# [Task description]
Copy everything from the line containing "Isolate green leaf" down to the line containing "left=15, top=62, right=25, bottom=78", changing "green leaf" to "leaf" and leaving the rest as it is.

** Start **

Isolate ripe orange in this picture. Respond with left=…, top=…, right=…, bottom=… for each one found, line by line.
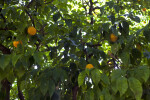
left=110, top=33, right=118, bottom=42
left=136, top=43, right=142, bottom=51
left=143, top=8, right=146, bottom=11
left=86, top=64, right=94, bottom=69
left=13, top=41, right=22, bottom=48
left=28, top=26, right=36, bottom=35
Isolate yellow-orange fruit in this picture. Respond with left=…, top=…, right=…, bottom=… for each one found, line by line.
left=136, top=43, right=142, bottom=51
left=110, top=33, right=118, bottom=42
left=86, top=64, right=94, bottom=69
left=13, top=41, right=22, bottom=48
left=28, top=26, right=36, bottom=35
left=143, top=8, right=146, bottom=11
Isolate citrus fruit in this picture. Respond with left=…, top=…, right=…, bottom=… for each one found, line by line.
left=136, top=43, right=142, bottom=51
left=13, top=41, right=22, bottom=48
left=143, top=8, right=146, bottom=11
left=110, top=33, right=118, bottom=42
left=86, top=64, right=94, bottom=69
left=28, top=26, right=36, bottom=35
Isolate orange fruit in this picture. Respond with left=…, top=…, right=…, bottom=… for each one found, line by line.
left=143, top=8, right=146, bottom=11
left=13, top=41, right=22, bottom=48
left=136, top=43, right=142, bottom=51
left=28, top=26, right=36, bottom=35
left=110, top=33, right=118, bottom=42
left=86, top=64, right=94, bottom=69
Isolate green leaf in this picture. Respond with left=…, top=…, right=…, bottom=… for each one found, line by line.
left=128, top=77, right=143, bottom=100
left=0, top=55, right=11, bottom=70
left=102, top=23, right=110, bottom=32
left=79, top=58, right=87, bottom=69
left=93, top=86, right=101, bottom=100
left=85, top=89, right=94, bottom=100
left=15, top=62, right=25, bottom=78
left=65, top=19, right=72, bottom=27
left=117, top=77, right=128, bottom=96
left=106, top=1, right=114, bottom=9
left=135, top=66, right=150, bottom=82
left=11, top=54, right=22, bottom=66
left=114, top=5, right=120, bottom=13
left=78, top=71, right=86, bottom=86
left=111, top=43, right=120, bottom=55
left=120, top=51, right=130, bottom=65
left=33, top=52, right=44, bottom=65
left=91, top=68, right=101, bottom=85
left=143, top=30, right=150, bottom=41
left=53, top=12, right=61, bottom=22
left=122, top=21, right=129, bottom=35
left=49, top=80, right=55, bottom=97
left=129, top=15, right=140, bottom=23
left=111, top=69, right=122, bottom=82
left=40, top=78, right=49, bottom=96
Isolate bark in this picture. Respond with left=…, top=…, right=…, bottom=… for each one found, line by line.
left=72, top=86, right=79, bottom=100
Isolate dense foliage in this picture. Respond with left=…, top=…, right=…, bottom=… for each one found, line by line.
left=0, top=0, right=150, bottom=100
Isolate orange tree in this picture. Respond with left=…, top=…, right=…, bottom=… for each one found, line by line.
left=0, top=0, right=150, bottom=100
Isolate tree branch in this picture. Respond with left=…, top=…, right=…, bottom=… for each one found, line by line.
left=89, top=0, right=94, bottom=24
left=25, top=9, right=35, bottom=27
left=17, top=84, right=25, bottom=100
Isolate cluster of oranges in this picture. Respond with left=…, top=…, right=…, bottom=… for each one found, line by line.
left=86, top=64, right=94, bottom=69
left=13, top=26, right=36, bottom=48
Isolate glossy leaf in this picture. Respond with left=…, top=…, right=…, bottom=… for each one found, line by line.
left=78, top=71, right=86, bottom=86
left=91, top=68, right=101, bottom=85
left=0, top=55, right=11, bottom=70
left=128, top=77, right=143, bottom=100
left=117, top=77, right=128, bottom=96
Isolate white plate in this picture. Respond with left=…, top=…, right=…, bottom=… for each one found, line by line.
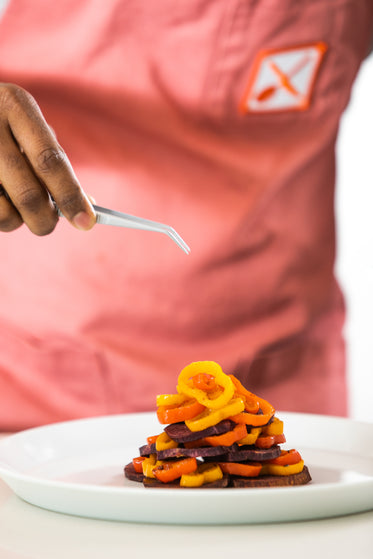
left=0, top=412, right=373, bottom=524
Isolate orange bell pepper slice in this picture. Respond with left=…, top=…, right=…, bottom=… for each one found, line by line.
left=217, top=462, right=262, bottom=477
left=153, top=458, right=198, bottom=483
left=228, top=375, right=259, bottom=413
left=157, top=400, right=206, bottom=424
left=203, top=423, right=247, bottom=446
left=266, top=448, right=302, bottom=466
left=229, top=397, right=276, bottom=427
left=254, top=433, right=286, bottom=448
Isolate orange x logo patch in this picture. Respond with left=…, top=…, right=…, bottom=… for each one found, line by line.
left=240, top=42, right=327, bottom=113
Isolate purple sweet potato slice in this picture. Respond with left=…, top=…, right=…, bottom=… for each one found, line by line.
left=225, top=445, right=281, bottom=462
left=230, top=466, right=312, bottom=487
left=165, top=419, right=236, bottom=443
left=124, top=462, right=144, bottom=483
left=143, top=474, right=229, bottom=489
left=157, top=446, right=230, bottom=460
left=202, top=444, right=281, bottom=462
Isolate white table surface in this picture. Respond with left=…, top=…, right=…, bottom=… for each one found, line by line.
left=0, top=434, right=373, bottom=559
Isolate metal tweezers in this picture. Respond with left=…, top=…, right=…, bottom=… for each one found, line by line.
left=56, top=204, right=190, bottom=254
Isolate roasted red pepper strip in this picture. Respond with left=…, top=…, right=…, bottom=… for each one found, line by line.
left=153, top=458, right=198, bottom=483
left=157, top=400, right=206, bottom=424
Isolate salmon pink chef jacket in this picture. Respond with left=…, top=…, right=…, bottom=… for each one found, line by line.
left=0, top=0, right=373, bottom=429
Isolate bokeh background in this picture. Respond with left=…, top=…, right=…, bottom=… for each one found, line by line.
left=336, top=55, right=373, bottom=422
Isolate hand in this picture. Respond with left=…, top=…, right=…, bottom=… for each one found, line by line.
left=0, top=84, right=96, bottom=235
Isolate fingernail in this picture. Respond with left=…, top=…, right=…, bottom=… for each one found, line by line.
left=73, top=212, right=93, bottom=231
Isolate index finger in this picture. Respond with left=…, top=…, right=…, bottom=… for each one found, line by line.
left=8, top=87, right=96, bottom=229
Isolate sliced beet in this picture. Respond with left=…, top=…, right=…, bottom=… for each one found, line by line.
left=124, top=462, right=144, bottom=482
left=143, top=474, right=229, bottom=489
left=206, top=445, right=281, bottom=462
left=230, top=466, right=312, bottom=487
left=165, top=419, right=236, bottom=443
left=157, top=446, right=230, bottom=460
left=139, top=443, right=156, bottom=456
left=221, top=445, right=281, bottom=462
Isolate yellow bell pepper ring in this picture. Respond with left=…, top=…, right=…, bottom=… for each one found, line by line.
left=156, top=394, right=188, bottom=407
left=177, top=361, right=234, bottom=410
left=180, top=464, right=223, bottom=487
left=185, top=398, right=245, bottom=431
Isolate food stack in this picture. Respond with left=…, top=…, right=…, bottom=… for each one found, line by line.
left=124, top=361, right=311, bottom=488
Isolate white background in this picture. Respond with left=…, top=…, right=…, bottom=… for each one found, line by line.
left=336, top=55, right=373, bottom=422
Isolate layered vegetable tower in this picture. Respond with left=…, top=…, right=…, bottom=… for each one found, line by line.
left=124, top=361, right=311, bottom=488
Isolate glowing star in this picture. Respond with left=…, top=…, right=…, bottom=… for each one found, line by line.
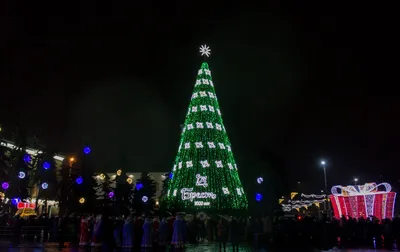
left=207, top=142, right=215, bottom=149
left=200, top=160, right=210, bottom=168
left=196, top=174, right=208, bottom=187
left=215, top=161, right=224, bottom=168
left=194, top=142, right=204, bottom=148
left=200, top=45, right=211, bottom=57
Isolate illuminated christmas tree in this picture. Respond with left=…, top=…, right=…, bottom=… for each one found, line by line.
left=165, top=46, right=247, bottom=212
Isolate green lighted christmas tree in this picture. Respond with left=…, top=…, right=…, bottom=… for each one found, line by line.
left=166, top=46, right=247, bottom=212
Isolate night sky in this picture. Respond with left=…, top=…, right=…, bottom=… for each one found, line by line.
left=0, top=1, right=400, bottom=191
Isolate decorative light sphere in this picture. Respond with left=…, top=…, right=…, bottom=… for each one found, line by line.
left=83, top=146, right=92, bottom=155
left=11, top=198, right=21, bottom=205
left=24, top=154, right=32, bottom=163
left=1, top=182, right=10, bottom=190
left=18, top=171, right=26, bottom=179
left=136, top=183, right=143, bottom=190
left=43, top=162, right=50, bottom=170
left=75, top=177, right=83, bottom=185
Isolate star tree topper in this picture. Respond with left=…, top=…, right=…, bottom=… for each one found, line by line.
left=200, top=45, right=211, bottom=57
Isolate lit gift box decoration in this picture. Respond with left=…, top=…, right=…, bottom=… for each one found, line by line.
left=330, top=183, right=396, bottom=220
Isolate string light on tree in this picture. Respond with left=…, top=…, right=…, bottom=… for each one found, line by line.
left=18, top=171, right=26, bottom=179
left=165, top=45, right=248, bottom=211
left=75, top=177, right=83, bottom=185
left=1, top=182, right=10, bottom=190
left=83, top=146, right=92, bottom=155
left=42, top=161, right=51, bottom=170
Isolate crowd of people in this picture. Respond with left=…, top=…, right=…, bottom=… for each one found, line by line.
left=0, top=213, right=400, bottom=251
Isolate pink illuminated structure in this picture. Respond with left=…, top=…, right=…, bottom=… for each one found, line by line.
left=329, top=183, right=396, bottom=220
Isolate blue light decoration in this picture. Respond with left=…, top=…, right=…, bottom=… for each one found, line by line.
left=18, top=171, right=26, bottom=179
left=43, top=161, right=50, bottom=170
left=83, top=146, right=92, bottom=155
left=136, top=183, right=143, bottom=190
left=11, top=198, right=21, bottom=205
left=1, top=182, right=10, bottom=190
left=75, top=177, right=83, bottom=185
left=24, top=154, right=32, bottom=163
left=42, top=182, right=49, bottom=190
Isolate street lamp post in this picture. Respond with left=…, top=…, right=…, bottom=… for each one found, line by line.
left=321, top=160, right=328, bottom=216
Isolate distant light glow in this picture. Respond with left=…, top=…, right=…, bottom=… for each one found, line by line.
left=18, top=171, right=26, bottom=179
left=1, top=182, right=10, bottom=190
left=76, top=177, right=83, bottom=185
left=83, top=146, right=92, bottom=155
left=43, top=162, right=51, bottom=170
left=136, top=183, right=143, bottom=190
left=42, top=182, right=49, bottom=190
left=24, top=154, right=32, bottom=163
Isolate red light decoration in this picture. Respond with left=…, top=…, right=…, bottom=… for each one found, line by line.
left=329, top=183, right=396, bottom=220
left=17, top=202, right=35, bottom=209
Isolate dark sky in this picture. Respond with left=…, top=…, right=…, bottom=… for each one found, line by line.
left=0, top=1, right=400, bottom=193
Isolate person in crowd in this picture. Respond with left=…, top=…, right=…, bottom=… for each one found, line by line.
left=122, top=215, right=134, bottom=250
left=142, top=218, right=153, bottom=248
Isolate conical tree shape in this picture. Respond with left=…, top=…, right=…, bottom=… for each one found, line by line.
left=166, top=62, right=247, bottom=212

** End **

# [Output for this task]
Isolate leaf in this picture. Respond with left=…, top=…, right=…, bottom=… for each one found, line by line.
left=128, top=77, right=143, bottom=100
left=0, top=55, right=11, bottom=70
left=102, top=23, right=110, bottom=32
left=79, top=58, right=87, bottom=69
left=93, top=86, right=101, bottom=100
left=85, top=89, right=94, bottom=100
left=15, top=62, right=25, bottom=78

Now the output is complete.